**Study text**
When the coronavirus crisis hit Charlotte, the United Way of Central Carolinas and Foundation For The Carolinas partnered to launch the COVID-19 Response Fund.
The fund supports a range of nonprofits, assisting people most badly affected by the coronavirus pandemic. Importantly, this fund will help not just people who get sick, but also those who are economically impacted, such as families of students who cannot afford educational materials and supplies needed for remote learning.
“While all nonprofits have different missions and goals, one thing that most of us have in common is that we work to help others recover from challenging situations,” said Eric Law, executive director of Promising Pages.
The organization is a recipient of a $25,000 grant to further its mission of distributing books to underserved children and cultivating a lifelong love of reading through innovative literacy programs and partnerships.
“The generous grant we received from the COVID-19 Response Fund is being used to help cover the costs of these ongoing distributions, including book procurement, processing, sanitizing, packaging and delivery expenses,” Law said. “Serving children safely during the pandemic requires additional materials including bags, shrink wrap, latex gloves, masks and disinfectants.”
The grant will also fund more than 2,100 hours of staff time spent on duties that are typically handled by volunteers.
“We have been hit hardest by the loss of volunteer support, which averaged nearly 500 volunteer hours per month (the equivalent of almost three full-time staff) before early March,” Law said.
Since March 16, Promising Pages has distributed more than 89,000 books to children living in Charlotte-area book deserts (areas with limited access to books).
Law said they expect that number to grow over the summer.
“Improving educational opportunities for everyone who calls Charlotte home is a huge priority for the quality of life in our communities,” he added.
Promising Pages is one of many organizations working to improve the quality of education.
Since 1997, in partnership with Classroom Central and Communities in Schools of Charlotte-Mecklenburg, the WSOC-TV 9 School Tools program has collected school supplies, which are then distributed free to students in grades K-12.
For many families, the needs of the home sometimes outweigh needs at school. When a family must choose between buying enough food for dinner or paying the power bill, the pressure of purchasing school supplies is an added expense that families can’t afford.
A 9 School Tools financial donation program is in place with different levels of giving that will support the needs of Classroom Central. Donors can equate their monetary donation to what can be supplied by Classroom Central.
Here are some of the giving levels:
- A donation of $9 will help provide homework supplies for students.
- A donation of $25 will help fill a student’s backpack with school supplies.
- A donation of $50 will supply a teacher with essential school items.
- A donation of $100 will supply an entire class with STEM (science, technology, engineering, mathematics) kits.

**Extracted information**
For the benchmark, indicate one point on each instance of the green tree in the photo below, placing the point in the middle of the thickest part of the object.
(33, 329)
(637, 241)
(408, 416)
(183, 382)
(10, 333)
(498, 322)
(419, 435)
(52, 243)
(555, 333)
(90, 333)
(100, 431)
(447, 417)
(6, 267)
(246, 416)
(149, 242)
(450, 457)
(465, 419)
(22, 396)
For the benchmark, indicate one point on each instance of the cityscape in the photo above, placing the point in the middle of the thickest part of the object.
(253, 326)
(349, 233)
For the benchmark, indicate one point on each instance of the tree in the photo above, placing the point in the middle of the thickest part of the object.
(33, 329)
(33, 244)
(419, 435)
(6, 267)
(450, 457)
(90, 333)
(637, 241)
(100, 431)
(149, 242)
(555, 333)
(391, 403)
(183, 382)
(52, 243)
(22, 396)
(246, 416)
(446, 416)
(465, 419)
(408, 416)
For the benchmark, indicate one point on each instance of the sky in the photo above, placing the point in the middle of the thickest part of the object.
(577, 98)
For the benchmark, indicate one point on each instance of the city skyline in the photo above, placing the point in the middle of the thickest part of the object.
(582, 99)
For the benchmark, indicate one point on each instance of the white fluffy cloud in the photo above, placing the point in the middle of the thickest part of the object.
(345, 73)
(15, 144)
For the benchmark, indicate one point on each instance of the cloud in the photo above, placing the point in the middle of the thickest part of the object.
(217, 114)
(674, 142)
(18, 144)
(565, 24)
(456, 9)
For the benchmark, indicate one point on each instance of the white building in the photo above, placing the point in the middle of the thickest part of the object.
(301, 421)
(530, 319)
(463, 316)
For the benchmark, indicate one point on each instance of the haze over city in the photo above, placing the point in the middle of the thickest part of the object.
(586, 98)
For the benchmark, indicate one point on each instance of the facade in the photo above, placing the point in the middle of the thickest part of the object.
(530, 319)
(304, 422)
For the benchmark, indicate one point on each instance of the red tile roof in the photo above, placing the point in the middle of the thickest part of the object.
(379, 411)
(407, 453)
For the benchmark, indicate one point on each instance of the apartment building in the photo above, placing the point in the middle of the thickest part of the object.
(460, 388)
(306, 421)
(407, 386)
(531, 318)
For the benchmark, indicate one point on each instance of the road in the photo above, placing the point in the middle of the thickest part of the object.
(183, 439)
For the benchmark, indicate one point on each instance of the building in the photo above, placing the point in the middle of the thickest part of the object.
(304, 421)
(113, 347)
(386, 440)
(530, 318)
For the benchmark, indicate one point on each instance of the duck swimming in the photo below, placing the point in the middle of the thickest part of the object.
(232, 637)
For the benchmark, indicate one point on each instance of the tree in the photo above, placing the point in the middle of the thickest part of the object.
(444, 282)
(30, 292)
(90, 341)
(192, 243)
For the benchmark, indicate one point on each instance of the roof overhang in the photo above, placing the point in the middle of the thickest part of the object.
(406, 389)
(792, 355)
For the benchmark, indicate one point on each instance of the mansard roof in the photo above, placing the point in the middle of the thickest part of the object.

**Required action**
Reproduce the passage of the article on the COVID-19 Response Fund from "For many families, the" up to and including "supplies for students.".

**Response area**
For many families, the needs of the home sometimes outweigh needs at school. When a family must choose between buying enough food for dinner or paying the power bill, the pressure of purchasing school supplies is an added expense that families can’t afford.
A 9 School Tools financial donation program is in place with different levels of giving that will support the needs of Classroom Central. Donors can equate their monetary donation to what can be supplied by Classroom Central.
Here are some of the giving levels:
- A donation of $9 will help provide homework supplies for students.